[Stored records]
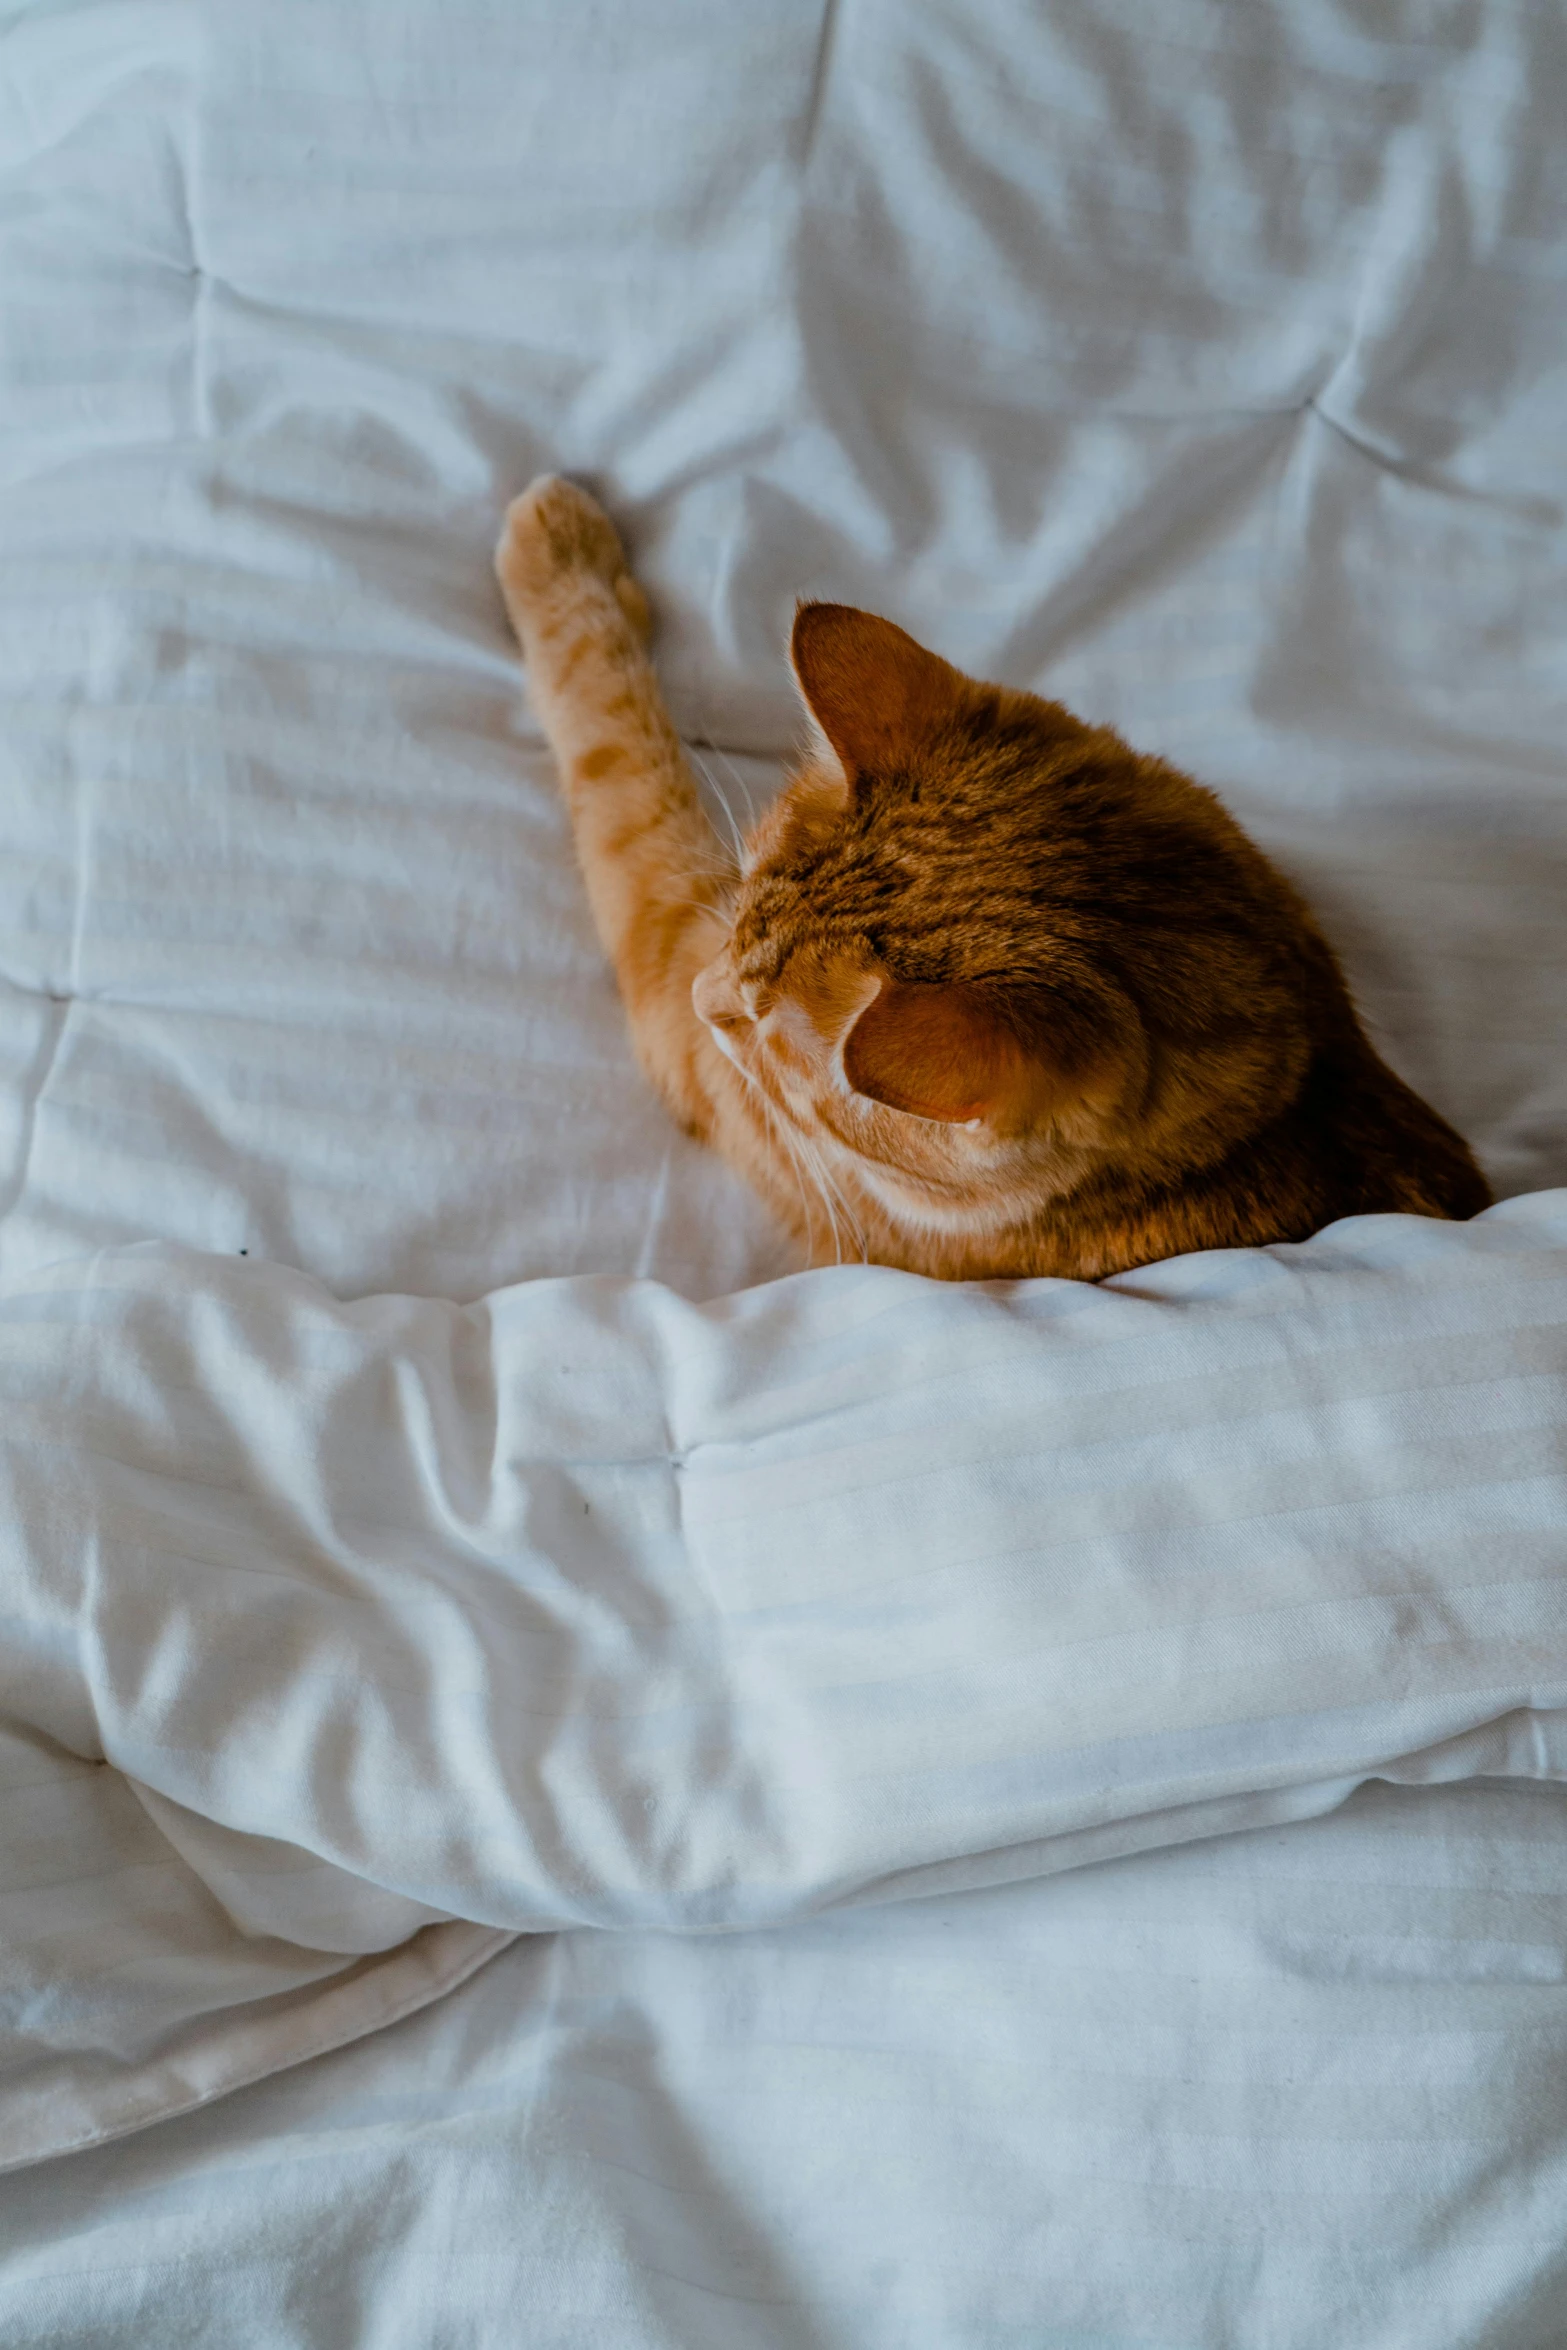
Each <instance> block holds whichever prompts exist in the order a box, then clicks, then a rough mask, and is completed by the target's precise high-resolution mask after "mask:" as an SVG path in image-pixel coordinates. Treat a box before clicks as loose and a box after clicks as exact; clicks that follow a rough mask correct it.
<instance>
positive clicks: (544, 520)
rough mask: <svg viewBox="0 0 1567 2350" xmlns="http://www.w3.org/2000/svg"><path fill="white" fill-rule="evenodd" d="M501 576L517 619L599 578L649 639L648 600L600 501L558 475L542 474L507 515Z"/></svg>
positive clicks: (500, 557) (505, 521)
mask: <svg viewBox="0 0 1567 2350" xmlns="http://www.w3.org/2000/svg"><path fill="white" fill-rule="evenodd" d="M496 576H498V580H500V590H503V595H505V602H507V606H510V609H512V618H522V616H529V613H533V611H536V609H538V606H540V604H545V602H547V599H550V595H552V592H554V590H559V588H561V585H564V583H569V580H576V578H583V576H587V578H599V580H604V585H606V588H611V590H613V595H616V602H618V604H620V611H623V613H625V618H627V620H630V623H632V627H634V630H637V635H639V637H646V635H648V599H646V597H644V592H641V588H639V585H637V580H634V578H632V573H630V571H627V566H625V550H623V545H620V538H618V536H616V524H613V522H611V519H608V515H606V512H604V508H601V505H599V503H597V498H590V496H587V491H585V489H578V486H576V482H564V479H561V477H559V475H557V472H540V475H538V479H536V482H529V486H526V489H524V494H522V496H519V498H512V503H510V505H507V510H505V524H503V529H500V545H498V548H496Z"/></svg>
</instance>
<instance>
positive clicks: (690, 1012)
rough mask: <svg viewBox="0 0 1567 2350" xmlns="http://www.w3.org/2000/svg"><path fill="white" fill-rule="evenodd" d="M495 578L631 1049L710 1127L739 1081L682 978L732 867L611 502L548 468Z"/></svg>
mask: <svg viewBox="0 0 1567 2350" xmlns="http://www.w3.org/2000/svg"><path fill="white" fill-rule="evenodd" d="M496 576H498V578H500V592H503V595H505V609H507V613H510V618H512V627H515V630H517V639H519V644H522V653H524V660H526V667H529V693H531V700H533V710H536V712H538V719H540V724H543V729H545V736H547V740H550V747H552V752H554V759H557V766H559V778H561V790H564V794H566V804H569V808H571V827H573V834H576V851H578V862H580V867H583V881H585V886H587V902H590V905H592V917H594V924H597V931H599V938H601V942H604V952H606V954H608V959H611V964H613V966H616V978H618V982H620V999H623V1003H625V1011H627V1018H630V1025H632V1036H634V1041H637V1050H639V1055H641V1062H644V1067H646V1069H648V1076H651V1079H653V1081H655V1086H658V1088H660V1093H663V1095H665V1100H667V1102H670V1107H672V1109H674V1114H677V1116H679V1119H681V1121H684V1123H686V1126H691V1128H695V1130H698V1133H702V1135H707V1133H709V1128H712V1123H714V1109H717V1107H719V1100H721V1097H724V1095H728V1093H731V1090H733V1079H731V1072H728V1065H726V1062H724V1058H721V1053H719V1050H717V1046H714V1043H712V1036H709V1034H707V1029H705V1027H702V1022H700V1020H698V1018H695V1013H693V1008H691V980H693V978H695V973H698V971H700V968H702V964H707V961H709V959H712V956H714V954H717V952H719V947H721V942H724V935H726V917H724V912H721V902H724V893H726V886H728V884H731V881H733V877H735V874H733V862H728V860H726V858H724V851H721V846H719V839H717V834H714V830H712V825H709V823H707V815H705V813H702V806H700V799H698V794H695V785H693V780H691V771H688V766H686V759H684V752H681V747H679V738H677V733H674V726H672V724H670V714H667V710H665V705H663V696H660V691H658V679H655V674H653V665H651V660H648V656H646V639H648V606H646V597H644V592H641V588H639V585H637V580H634V578H632V573H630V571H627V566H625V555H623V550H620V541H618V538H616V529H613V524H611V519H608V515H606V512H604V510H601V508H599V505H597V503H594V501H592V498H590V496H587V494H585V491H583V489H576V486H573V484H571V482H561V479H559V477H557V475H540V477H538V479H536V482H531V484H529V489H524V494H522V496H519V498H515V501H512V505H510V508H507V517H505V529H503V531H500V545H498V548H496Z"/></svg>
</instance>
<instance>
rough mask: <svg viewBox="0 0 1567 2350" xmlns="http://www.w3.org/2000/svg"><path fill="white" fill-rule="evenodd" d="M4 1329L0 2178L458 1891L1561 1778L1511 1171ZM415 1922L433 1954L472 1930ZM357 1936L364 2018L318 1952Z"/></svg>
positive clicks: (1552, 1674) (887, 1894)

→ Exercise instructions
Convert the lines into a numbered list, starting at the beginning of the records and ending at the line that contains "positive clicks: (500, 557) (505, 521)", with both ends included and blank lines omitted. Leave the pictures out of your answer.

→ Written response
1. Each <instance> block holds whichever prompts exist in the order a box, then clicks, then a rough mask, and is completed by the target's precise high-resolution mask after "mask:" as an SVG path in image-pixel coordinates. Treat a box before clicks as loose and a box after clicks as exact; clicks that follow a rough mask correct it.
2. <instance>
3. positive clicks: (544, 520)
4. rough mask: <svg viewBox="0 0 1567 2350" xmlns="http://www.w3.org/2000/svg"><path fill="white" fill-rule="evenodd" d="M501 576L517 619L599 578L649 639L648 600L600 501L558 475L542 474L507 515Z"/></svg>
5. positive clicks: (500, 557) (505, 521)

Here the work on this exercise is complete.